-- DOCUMENT TEXT follows --
Map from Intellus showing Tritium concentrations near a specified location
https://www.intellusnmdata.com

Another example of more sophisticated forms of analysis is integration of GIS with environmental databases. Many government facilities and private vendors incorporate GIS with online data systems to let public users evaluate all types of information they find relevant.

For example, contour lines can be generated on a map showing constant values of groundwater elevation, which is useful for determining water flow below ground. With such powerful spatial tools in the cloud, any facility manager or scientist can easily create and share maps that provide insight into data trends and patterns at their site.

Groundwater contour map

Groundwater contour map where each line is a 10 ft. interval, from the Locus EIM system

Other examples include monitoring air emissions at monitoring sites (like US EPA’s AirData Air Quality Monitors, shown below) and actual stream conditions from the USGS (also shown below).
-- DOCUMENT TEXT concluded --
**PROBLEM 1:** Sum up the text about GIS and environmental data in two sentences.
**PROBLEM 2:** In the text about GIS and environmental data, what interval does each line stand for on the groundwater contour map from the Locus EIM system?
**PROBLEM 3:** Turn the paragraph of the text about GIS and environmental data that begins "For example, contour lines can be generated" into a short list that keeps its main facts.
The lines that come after this have nothing to do with the text about GIS and environmental data.
-- RECORDED DATA follows --
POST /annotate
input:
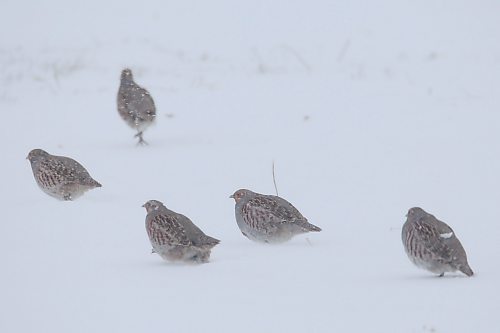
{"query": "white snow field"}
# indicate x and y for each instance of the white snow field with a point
(367, 108)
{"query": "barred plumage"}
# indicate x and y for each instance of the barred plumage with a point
(268, 218)
(59, 176)
(431, 244)
(135, 105)
(174, 236)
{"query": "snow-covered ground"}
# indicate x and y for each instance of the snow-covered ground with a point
(367, 108)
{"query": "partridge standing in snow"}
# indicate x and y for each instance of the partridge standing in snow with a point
(268, 218)
(135, 105)
(60, 177)
(432, 245)
(174, 237)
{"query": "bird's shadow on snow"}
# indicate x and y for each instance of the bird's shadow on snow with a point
(433, 277)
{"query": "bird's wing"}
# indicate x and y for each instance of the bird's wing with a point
(137, 101)
(267, 213)
(440, 240)
(166, 230)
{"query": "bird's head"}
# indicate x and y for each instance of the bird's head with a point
(152, 205)
(36, 154)
(415, 213)
(127, 74)
(240, 194)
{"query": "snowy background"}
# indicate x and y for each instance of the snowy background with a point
(367, 108)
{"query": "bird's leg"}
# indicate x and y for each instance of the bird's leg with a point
(141, 140)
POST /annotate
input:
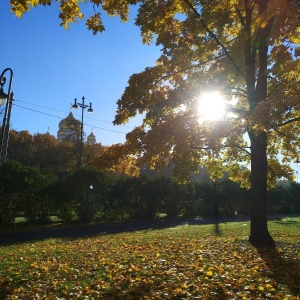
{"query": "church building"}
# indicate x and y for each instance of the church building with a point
(69, 129)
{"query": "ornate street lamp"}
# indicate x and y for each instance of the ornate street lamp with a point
(5, 98)
(90, 110)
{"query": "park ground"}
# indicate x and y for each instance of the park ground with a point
(153, 259)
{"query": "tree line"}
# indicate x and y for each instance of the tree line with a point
(91, 195)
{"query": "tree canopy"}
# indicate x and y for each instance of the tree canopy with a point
(242, 48)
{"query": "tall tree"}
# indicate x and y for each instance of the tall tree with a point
(243, 48)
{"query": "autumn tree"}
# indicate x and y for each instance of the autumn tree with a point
(244, 49)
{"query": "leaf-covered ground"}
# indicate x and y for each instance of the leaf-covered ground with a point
(184, 262)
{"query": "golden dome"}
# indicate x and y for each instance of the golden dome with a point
(68, 122)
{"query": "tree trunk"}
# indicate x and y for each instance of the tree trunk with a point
(259, 234)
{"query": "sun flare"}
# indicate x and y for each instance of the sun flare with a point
(211, 107)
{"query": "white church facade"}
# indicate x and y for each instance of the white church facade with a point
(69, 129)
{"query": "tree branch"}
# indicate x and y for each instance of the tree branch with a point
(288, 122)
(215, 38)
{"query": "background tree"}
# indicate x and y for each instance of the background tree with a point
(244, 48)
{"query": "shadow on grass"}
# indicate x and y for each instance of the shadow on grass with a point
(284, 270)
(88, 230)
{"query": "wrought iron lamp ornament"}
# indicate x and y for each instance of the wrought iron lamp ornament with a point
(5, 98)
(90, 110)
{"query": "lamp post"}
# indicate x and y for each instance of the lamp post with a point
(5, 98)
(90, 110)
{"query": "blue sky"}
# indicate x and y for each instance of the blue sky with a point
(52, 66)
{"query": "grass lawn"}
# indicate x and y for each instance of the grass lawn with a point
(184, 262)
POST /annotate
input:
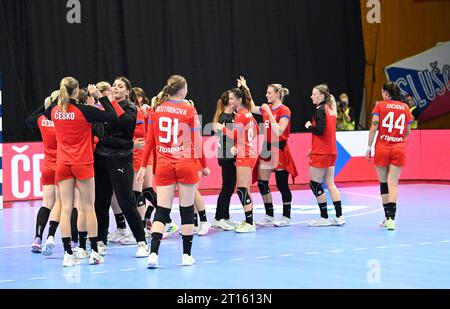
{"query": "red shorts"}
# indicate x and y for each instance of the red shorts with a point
(277, 160)
(389, 156)
(322, 161)
(48, 175)
(246, 162)
(80, 172)
(171, 173)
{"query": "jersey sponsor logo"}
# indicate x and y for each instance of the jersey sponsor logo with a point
(395, 106)
(172, 110)
(64, 116)
(393, 139)
(162, 149)
(47, 123)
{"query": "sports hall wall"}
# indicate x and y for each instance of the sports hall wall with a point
(296, 43)
(427, 152)
(422, 25)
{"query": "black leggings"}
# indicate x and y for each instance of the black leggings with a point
(116, 175)
(228, 185)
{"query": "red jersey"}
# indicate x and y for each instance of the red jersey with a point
(139, 132)
(279, 113)
(74, 129)
(174, 133)
(394, 118)
(323, 131)
(47, 128)
(245, 130)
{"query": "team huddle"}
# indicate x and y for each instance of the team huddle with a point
(107, 145)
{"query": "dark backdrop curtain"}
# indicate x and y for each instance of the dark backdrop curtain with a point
(298, 43)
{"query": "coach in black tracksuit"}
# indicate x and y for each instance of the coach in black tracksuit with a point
(113, 164)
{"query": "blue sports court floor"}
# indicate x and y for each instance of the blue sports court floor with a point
(357, 255)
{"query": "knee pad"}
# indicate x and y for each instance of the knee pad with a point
(150, 195)
(139, 199)
(263, 186)
(187, 215)
(384, 189)
(162, 215)
(244, 196)
(283, 185)
(316, 188)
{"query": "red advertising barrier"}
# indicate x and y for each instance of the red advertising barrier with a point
(427, 153)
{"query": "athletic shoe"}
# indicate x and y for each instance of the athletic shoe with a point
(82, 254)
(152, 261)
(49, 245)
(390, 224)
(171, 228)
(223, 224)
(245, 228)
(284, 221)
(70, 260)
(266, 221)
(338, 221)
(203, 228)
(320, 222)
(96, 258)
(142, 250)
(187, 260)
(36, 245)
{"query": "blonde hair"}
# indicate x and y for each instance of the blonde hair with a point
(103, 86)
(49, 100)
(328, 97)
(67, 88)
(221, 103)
(174, 84)
(280, 90)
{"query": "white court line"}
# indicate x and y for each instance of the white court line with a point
(37, 278)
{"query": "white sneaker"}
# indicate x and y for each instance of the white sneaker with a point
(96, 258)
(152, 261)
(142, 250)
(82, 254)
(320, 222)
(49, 245)
(70, 260)
(171, 228)
(266, 221)
(223, 224)
(203, 228)
(245, 228)
(284, 221)
(119, 235)
(187, 260)
(102, 248)
(338, 221)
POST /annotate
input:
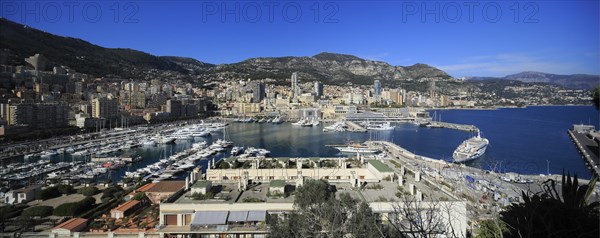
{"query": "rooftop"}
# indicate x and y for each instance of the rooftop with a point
(202, 184)
(381, 167)
(126, 206)
(71, 224)
(277, 183)
(167, 186)
(146, 187)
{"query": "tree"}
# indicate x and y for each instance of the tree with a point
(493, 228)
(319, 214)
(65, 189)
(48, 193)
(432, 218)
(553, 214)
(88, 191)
(596, 97)
(38, 211)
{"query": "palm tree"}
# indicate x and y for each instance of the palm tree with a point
(553, 214)
(596, 96)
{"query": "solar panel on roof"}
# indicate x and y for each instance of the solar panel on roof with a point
(237, 216)
(210, 218)
(257, 216)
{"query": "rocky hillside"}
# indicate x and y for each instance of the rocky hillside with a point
(18, 42)
(577, 81)
(326, 67)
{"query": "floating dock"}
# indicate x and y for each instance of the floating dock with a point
(455, 126)
(586, 147)
(353, 127)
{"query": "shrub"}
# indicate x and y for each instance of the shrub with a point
(88, 191)
(38, 211)
(48, 193)
(65, 189)
(75, 208)
(139, 196)
(112, 192)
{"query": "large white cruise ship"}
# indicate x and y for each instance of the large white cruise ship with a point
(470, 149)
(357, 148)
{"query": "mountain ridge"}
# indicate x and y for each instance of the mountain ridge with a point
(576, 81)
(20, 41)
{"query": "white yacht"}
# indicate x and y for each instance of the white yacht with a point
(381, 127)
(470, 149)
(357, 148)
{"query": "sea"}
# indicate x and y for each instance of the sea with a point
(530, 140)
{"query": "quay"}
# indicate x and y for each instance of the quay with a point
(353, 127)
(462, 127)
(588, 149)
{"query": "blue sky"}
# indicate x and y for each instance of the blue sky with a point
(464, 38)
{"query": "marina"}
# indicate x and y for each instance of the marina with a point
(99, 159)
(588, 149)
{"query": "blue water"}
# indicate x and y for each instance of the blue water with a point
(523, 140)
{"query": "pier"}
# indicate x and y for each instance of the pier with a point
(353, 127)
(588, 149)
(462, 127)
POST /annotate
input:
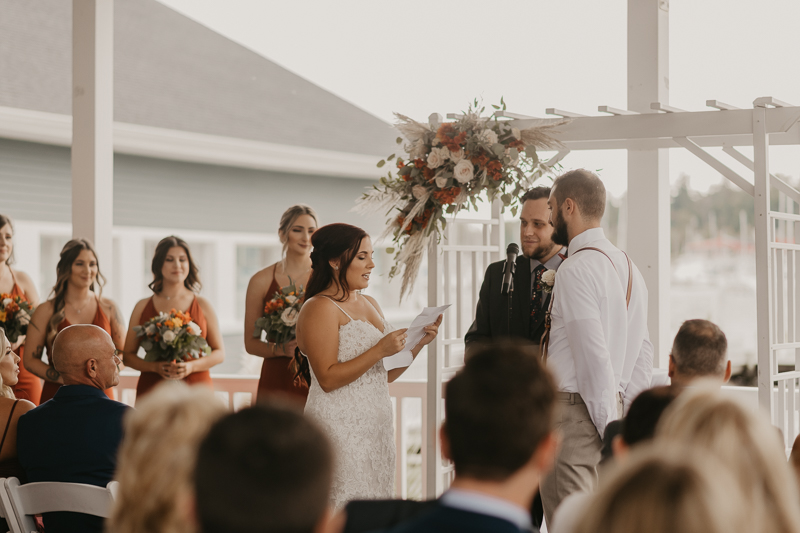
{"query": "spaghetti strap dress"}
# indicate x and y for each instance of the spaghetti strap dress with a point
(100, 320)
(29, 385)
(148, 380)
(277, 377)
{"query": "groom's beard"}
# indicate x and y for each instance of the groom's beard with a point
(560, 233)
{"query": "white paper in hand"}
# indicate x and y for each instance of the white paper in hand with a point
(415, 333)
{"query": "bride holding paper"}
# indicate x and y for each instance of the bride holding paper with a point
(345, 338)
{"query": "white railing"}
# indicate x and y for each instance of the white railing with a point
(239, 391)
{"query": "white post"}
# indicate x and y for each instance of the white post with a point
(648, 197)
(92, 119)
(763, 228)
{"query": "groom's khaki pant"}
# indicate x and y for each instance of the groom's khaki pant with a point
(575, 469)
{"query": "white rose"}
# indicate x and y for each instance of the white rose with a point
(289, 316)
(464, 171)
(488, 137)
(437, 157)
(193, 328)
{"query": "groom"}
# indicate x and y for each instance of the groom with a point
(530, 301)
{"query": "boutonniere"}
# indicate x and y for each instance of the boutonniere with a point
(548, 280)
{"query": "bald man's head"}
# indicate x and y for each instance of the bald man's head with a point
(84, 354)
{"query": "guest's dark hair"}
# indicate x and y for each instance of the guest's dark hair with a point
(265, 468)
(700, 349)
(192, 281)
(537, 193)
(4, 220)
(498, 410)
(585, 188)
(333, 242)
(645, 412)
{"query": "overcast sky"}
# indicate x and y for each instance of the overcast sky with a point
(417, 57)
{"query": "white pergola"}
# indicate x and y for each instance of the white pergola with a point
(646, 128)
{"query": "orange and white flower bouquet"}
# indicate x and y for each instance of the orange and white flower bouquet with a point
(451, 166)
(15, 315)
(172, 336)
(280, 315)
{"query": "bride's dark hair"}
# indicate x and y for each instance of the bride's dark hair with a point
(333, 242)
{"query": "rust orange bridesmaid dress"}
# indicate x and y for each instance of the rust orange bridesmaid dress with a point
(277, 377)
(101, 320)
(29, 385)
(148, 380)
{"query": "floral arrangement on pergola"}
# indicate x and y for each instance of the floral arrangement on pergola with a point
(452, 166)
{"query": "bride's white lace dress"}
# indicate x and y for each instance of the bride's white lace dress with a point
(358, 419)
-- RECORDED DATA concluded --
**ANSWER BOX 1:** Government facilities and private vendors combine GIS with online environmental data systems so public users can evaluate the information they find relevant. For example, maps with contour lines of constant groundwater elevation help show how water flows underground, and cloud-based tools let facility managers and scientists easily create and share maps that reveal data trends and patterns at their sites.

**ANSWER BOX 2:** Each line is a 10 ft. interval.

**ANSWER BOX 3:**
- Contour lines on a map can show constant values of groundwater elevation.
- These lines are useful for determining water flow below ground.
- Spatial tools in the cloud let any facility manager or scientist easily create and share maps.
- These maps give insight into data trends and patterns at a site.